**Recorded information**
****************
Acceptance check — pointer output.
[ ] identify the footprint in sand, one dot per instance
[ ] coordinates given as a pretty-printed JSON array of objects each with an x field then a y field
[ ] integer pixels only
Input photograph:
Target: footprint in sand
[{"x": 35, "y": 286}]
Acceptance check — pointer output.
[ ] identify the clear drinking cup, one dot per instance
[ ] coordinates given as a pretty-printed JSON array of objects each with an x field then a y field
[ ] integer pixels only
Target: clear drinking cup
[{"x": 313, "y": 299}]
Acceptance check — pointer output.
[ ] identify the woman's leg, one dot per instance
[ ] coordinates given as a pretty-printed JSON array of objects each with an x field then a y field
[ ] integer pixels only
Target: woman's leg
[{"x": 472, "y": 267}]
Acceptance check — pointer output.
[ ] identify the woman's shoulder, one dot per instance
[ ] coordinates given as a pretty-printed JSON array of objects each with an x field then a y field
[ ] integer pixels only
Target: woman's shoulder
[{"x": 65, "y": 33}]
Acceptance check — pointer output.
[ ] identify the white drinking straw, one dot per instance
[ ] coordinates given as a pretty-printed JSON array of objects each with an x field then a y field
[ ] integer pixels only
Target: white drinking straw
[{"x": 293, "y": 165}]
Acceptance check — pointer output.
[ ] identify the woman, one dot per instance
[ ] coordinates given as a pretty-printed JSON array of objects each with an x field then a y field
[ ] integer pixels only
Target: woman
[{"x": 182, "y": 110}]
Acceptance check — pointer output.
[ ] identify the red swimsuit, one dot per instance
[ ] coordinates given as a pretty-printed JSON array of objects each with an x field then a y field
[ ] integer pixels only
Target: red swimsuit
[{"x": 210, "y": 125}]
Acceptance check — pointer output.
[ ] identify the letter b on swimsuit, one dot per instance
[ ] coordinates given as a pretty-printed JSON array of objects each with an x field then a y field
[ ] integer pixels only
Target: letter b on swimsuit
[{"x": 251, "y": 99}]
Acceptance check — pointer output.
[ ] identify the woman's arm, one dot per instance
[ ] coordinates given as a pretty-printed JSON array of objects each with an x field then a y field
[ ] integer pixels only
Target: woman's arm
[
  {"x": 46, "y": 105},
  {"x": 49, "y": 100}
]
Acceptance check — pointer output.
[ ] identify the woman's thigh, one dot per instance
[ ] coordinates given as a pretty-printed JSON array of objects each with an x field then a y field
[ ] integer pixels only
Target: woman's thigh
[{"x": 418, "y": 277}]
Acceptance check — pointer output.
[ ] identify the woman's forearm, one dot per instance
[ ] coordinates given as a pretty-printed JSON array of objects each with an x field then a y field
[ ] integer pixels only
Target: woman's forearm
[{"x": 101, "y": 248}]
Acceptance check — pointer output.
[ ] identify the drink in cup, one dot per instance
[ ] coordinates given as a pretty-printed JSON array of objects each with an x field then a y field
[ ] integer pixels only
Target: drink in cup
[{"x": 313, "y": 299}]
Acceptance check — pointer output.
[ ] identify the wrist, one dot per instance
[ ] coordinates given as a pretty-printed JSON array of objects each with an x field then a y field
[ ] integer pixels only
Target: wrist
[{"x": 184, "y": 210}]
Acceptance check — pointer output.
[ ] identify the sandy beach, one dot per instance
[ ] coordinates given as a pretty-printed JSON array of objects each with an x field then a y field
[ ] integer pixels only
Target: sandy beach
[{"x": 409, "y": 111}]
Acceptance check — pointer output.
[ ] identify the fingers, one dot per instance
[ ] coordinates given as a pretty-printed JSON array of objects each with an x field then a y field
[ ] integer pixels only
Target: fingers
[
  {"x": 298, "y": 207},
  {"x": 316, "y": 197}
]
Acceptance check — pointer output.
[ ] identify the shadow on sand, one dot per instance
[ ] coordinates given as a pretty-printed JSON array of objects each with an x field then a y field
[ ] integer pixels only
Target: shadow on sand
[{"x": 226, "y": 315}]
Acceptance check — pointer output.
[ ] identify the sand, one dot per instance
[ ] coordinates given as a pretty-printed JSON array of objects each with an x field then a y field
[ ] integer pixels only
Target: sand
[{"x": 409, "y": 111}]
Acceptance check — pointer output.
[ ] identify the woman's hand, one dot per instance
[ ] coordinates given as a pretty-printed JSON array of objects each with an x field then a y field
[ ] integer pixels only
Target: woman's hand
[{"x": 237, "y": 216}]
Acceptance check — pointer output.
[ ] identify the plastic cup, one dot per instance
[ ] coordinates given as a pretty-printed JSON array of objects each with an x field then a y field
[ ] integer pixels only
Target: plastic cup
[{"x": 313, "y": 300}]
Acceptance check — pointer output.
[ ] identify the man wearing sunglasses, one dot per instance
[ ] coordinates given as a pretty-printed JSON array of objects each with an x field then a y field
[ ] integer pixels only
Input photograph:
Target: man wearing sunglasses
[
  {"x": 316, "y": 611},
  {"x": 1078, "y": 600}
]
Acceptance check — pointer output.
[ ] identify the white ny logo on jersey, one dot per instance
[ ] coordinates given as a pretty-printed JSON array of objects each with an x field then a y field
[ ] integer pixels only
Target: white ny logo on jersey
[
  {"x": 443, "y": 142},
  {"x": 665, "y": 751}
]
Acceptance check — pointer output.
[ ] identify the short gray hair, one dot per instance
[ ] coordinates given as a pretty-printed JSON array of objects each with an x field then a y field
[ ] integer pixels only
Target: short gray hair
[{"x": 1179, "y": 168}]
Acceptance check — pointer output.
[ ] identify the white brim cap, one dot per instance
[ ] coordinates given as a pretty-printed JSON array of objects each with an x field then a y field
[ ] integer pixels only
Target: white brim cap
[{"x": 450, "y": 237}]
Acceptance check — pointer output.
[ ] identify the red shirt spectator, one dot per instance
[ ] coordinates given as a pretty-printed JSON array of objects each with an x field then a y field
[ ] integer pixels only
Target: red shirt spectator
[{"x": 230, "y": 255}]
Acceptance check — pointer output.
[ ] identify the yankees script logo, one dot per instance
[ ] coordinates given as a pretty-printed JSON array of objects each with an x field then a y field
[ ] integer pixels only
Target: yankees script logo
****************
Find every line in the records that has the string "yankees", then state how many there are and nothing else.

2